┌──

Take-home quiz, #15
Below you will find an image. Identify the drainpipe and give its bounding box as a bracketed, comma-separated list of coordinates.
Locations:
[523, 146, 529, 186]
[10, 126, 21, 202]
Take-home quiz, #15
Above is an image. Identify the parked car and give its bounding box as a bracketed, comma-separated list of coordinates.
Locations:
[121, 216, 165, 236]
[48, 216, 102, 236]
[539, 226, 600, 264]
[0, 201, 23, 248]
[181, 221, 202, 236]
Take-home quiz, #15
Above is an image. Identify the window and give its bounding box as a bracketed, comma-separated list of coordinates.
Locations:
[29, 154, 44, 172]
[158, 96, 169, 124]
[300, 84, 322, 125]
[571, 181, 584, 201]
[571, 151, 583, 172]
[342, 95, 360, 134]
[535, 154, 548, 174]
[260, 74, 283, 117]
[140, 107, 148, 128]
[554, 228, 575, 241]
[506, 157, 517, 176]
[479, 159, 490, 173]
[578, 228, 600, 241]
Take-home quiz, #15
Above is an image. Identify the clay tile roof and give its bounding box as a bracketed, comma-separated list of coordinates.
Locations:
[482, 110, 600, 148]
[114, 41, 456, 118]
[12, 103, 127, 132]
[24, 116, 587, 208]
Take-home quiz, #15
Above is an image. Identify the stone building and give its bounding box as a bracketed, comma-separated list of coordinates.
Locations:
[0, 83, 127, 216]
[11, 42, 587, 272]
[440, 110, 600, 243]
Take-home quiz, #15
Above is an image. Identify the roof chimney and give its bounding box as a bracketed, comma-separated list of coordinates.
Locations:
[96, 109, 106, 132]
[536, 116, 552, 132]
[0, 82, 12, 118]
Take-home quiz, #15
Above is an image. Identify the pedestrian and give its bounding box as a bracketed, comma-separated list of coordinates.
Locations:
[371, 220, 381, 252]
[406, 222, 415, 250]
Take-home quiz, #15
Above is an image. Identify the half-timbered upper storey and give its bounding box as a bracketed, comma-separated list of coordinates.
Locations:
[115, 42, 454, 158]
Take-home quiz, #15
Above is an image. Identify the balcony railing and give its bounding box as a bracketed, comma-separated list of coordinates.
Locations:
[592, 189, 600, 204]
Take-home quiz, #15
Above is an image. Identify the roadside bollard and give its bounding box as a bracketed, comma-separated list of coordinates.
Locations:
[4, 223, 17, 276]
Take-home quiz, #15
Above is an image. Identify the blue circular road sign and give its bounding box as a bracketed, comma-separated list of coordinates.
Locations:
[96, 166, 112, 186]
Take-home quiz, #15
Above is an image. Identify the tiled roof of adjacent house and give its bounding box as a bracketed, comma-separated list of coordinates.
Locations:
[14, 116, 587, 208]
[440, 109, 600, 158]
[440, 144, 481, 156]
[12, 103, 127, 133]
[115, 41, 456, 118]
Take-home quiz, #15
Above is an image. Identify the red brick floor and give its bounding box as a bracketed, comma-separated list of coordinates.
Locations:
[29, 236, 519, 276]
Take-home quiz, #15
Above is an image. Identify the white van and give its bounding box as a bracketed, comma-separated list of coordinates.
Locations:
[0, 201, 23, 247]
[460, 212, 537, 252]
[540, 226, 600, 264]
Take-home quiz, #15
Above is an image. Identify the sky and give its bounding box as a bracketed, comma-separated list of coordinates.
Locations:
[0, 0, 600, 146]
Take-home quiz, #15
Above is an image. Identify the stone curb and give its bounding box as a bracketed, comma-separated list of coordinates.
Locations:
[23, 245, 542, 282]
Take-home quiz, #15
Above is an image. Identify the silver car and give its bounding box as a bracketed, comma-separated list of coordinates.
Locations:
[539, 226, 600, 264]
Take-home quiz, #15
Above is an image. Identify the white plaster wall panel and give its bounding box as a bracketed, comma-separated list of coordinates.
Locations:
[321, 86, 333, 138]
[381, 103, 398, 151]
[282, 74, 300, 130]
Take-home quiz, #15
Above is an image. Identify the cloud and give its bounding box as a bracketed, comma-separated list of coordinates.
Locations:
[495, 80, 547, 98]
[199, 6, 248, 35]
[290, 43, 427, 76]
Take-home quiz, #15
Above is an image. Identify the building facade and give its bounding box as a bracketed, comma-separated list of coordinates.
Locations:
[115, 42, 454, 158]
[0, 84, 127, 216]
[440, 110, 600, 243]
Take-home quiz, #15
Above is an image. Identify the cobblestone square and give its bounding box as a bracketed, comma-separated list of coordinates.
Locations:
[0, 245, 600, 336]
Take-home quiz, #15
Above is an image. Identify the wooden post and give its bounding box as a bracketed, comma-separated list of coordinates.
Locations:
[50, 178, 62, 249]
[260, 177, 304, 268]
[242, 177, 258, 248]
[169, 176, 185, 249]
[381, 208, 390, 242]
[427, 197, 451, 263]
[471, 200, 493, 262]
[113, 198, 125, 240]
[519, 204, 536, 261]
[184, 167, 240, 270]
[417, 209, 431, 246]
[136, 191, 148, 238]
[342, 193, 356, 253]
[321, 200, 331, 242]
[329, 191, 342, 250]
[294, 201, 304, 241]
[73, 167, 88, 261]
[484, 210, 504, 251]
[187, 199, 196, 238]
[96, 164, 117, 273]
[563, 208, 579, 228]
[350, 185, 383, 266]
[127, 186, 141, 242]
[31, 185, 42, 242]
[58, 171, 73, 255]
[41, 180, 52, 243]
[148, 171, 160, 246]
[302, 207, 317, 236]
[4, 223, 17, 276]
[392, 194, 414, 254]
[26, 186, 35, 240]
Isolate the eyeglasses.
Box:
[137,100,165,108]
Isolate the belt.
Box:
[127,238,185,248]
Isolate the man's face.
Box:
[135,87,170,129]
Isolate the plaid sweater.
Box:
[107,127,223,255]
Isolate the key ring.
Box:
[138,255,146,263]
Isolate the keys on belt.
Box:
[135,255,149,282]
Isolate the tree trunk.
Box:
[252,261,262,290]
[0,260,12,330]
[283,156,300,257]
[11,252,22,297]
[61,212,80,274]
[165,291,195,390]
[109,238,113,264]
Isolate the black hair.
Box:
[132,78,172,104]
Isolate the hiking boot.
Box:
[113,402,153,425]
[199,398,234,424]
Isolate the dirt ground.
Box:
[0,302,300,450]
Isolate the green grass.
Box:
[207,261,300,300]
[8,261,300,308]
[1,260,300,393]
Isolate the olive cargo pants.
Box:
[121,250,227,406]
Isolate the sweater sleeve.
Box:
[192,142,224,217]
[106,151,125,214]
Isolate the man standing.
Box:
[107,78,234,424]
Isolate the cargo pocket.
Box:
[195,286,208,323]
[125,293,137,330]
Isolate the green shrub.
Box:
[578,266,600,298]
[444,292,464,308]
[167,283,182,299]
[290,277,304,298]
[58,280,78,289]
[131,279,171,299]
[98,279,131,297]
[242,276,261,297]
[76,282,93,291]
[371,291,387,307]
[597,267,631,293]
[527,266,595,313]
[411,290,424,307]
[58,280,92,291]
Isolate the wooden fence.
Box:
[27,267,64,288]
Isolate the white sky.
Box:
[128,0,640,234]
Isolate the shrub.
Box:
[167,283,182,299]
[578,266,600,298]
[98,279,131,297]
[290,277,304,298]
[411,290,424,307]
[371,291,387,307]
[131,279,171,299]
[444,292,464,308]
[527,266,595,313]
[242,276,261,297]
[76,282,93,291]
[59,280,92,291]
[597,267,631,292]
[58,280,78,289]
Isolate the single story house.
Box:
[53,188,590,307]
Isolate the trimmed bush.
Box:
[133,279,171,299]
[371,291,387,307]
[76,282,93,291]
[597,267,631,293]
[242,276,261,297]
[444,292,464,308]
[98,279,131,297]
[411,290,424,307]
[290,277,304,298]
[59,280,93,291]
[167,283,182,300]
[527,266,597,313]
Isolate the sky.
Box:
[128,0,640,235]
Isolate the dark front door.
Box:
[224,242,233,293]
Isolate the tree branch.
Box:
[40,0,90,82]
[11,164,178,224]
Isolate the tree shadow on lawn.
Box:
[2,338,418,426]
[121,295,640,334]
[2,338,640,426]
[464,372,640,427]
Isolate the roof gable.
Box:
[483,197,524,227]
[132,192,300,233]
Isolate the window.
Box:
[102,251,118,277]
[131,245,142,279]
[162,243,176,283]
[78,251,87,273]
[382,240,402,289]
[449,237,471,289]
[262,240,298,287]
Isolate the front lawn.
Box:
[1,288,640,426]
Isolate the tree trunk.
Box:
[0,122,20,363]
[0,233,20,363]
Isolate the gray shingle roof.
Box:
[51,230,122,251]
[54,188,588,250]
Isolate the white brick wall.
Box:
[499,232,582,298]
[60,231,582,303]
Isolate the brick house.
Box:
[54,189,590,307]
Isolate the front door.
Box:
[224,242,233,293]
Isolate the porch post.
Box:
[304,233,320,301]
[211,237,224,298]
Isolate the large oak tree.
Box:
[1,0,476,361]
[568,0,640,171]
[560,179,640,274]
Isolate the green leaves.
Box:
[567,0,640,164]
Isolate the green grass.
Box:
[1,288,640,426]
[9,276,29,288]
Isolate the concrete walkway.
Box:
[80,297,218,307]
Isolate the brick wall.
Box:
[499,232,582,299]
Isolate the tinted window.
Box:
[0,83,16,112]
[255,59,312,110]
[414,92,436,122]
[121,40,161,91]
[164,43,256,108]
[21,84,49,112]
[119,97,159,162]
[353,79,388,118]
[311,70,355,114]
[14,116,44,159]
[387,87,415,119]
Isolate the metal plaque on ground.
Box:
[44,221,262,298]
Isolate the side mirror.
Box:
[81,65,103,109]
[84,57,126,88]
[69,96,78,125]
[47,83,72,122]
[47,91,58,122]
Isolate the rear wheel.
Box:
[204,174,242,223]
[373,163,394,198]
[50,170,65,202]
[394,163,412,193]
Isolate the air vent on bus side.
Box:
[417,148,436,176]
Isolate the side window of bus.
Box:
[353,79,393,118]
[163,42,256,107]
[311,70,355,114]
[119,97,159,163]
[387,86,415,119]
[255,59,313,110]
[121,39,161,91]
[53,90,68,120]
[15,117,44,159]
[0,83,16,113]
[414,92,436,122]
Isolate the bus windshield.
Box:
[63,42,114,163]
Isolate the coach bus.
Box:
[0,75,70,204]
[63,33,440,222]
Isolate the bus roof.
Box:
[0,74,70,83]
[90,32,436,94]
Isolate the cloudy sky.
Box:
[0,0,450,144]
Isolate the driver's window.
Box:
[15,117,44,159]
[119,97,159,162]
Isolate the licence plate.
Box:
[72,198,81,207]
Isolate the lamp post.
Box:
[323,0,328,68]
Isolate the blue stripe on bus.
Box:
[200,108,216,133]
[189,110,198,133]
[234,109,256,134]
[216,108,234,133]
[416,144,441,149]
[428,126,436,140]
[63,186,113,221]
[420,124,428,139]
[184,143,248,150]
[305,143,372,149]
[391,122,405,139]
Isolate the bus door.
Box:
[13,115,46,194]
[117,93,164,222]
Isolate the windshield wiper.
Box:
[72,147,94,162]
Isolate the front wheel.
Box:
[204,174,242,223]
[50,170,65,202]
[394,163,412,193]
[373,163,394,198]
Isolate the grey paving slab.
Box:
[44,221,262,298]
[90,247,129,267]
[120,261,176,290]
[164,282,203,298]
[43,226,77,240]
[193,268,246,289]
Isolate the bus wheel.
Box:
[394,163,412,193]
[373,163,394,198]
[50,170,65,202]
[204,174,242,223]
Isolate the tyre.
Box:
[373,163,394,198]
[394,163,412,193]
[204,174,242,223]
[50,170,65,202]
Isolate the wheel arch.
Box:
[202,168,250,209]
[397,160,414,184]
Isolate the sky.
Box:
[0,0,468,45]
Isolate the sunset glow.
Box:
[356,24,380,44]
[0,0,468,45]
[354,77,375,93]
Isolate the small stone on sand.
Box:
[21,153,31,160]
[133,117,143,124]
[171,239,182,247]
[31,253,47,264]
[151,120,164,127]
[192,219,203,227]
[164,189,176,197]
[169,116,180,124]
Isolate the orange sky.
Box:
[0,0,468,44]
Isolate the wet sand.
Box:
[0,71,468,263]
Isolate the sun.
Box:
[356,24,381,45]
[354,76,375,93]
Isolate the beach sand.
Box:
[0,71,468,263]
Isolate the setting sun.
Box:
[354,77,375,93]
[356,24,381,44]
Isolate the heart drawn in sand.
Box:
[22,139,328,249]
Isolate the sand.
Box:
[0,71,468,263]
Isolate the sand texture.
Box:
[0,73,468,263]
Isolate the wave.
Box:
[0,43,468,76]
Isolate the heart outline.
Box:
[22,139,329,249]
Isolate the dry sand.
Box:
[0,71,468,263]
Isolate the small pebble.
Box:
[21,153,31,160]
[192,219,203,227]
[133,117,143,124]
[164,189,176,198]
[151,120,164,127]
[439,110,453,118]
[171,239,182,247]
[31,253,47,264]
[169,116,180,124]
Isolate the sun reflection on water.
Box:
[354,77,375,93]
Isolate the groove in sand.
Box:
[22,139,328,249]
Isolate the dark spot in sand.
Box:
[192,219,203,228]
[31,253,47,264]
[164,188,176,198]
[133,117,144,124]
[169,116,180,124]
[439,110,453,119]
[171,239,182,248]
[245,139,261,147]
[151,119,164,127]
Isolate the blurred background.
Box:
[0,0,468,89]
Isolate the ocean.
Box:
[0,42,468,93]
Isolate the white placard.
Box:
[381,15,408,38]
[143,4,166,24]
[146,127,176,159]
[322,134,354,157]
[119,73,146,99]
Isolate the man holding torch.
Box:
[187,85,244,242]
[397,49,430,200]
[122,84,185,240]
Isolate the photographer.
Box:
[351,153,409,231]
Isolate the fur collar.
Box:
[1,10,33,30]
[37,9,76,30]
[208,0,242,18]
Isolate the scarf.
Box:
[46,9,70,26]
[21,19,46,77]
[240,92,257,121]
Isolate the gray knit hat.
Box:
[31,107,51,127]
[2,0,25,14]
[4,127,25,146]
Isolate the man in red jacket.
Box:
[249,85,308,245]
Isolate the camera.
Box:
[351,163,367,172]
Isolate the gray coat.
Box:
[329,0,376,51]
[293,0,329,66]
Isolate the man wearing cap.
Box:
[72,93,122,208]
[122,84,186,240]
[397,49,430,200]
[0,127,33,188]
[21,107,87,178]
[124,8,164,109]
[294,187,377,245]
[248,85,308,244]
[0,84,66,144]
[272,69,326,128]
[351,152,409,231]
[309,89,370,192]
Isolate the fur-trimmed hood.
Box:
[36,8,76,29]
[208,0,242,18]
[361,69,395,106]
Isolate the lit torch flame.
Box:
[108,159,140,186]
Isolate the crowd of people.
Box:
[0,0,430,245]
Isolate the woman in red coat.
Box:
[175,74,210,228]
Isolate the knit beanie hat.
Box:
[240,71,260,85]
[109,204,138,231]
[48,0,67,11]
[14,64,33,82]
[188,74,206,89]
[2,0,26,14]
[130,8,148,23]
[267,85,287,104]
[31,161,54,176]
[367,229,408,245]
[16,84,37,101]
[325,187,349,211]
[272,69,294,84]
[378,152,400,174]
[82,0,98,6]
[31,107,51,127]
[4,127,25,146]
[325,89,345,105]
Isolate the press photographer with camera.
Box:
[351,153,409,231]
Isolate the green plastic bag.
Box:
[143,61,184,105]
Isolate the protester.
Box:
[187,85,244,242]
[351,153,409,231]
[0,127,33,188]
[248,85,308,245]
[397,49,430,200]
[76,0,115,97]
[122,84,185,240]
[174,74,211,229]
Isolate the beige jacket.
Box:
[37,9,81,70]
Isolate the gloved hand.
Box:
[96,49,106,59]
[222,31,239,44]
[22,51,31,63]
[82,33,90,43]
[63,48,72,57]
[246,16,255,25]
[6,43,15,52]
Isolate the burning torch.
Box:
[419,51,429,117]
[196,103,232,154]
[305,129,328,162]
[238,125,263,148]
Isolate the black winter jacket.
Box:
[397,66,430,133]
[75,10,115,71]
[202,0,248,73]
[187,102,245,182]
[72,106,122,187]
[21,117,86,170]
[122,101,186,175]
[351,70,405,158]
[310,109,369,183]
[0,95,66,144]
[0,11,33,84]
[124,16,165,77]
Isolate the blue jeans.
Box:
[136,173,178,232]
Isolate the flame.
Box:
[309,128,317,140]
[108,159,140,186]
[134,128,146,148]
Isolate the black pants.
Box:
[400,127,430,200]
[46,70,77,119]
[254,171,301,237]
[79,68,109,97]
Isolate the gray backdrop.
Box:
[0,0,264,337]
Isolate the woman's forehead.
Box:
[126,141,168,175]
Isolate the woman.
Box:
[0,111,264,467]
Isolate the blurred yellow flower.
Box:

└──

» **Goal**
Reproduce the rows above, everything from the line containing "Isolate the keys on belt." down to the line containing "[0,302,300,450]", with both of those lines included. Keep each request unchanged, but scale every box coordinate by 0.9 and round it to a whole number, with halves going up.

» **Written answer**
Isolate the keys on belt.
Box:
[122,230,134,254]
Isolate the tree trunk.
Box:
[227,235,236,261]
[0,234,11,297]
[255,140,270,231]
[10,227,20,267]
[55,191,72,247]
[149,262,176,351]
[98,214,102,238]
Isolate the black hair.
Box:
[119,70,155,94]
Isolate the hiking boot.
Box:
[102,362,138,383]
[179,358,211,382]
Isolate the dirt ground.
Box:
[0,272,270,405]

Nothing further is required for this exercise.